Reply with one number, the count of lines below that contain the string "chopstick".

Records from a dataset

◇ ◇ ◇ ◇ ◇

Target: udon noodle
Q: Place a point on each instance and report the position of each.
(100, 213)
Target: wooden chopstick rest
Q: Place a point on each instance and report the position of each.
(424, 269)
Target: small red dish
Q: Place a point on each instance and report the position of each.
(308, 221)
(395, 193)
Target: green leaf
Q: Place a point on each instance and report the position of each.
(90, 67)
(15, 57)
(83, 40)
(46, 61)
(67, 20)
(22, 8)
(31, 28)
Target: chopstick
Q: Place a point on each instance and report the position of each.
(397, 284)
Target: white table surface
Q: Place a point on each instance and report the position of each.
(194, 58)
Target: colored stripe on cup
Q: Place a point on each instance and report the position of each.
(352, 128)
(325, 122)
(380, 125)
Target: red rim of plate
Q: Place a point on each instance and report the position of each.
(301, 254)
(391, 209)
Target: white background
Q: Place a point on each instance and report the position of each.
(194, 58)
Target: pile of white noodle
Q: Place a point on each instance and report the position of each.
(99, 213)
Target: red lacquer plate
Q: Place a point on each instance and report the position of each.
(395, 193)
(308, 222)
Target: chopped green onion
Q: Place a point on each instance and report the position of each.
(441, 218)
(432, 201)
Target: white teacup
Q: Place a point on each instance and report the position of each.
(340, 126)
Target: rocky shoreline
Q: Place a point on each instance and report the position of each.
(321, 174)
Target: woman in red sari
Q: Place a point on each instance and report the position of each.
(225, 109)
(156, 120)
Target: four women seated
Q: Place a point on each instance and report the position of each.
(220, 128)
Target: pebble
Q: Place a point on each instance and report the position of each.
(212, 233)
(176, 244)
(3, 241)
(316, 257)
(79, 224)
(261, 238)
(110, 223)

◇ ◇ ◇ ◇ ◇

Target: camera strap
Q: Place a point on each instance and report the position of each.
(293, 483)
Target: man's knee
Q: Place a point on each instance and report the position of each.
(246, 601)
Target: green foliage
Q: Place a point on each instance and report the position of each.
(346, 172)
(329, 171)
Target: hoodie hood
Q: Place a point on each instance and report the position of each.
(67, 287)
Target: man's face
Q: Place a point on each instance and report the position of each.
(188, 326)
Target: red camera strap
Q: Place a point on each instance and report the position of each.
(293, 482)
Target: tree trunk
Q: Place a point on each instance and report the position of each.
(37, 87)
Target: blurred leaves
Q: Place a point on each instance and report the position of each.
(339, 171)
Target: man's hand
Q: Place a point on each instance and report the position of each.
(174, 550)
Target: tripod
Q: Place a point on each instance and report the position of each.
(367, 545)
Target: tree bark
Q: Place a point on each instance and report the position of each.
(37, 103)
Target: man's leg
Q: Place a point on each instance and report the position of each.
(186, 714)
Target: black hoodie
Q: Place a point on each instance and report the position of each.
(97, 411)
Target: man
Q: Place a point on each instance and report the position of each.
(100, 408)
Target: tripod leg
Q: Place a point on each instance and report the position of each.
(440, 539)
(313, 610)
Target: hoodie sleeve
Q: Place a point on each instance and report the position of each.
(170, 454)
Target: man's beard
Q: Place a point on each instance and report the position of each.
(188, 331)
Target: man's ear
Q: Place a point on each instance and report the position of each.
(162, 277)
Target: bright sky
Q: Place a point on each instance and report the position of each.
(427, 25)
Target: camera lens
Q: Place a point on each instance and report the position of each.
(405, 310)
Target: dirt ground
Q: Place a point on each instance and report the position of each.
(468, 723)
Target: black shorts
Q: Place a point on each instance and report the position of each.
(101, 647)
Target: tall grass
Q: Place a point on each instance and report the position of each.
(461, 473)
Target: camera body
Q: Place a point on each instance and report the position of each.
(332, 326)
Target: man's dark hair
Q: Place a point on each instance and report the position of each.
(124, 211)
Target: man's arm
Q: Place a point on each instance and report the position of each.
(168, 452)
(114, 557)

◇ ◇ ◇ ◇ ◇

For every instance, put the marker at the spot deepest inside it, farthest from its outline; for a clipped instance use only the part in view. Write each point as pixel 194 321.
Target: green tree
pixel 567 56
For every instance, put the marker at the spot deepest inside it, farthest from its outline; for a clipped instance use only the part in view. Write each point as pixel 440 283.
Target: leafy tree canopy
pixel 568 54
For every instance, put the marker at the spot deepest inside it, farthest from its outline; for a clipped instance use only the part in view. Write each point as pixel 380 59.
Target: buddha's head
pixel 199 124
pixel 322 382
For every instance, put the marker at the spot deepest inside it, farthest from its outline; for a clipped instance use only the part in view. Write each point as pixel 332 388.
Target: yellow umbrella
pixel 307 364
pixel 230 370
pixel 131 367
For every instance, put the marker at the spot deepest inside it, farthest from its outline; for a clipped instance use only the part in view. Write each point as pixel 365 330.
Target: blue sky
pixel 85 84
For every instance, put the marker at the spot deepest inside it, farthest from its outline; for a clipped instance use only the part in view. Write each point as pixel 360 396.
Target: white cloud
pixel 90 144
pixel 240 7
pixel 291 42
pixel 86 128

◇ ◇ ◇ ◇ ◇

• Worked solution
2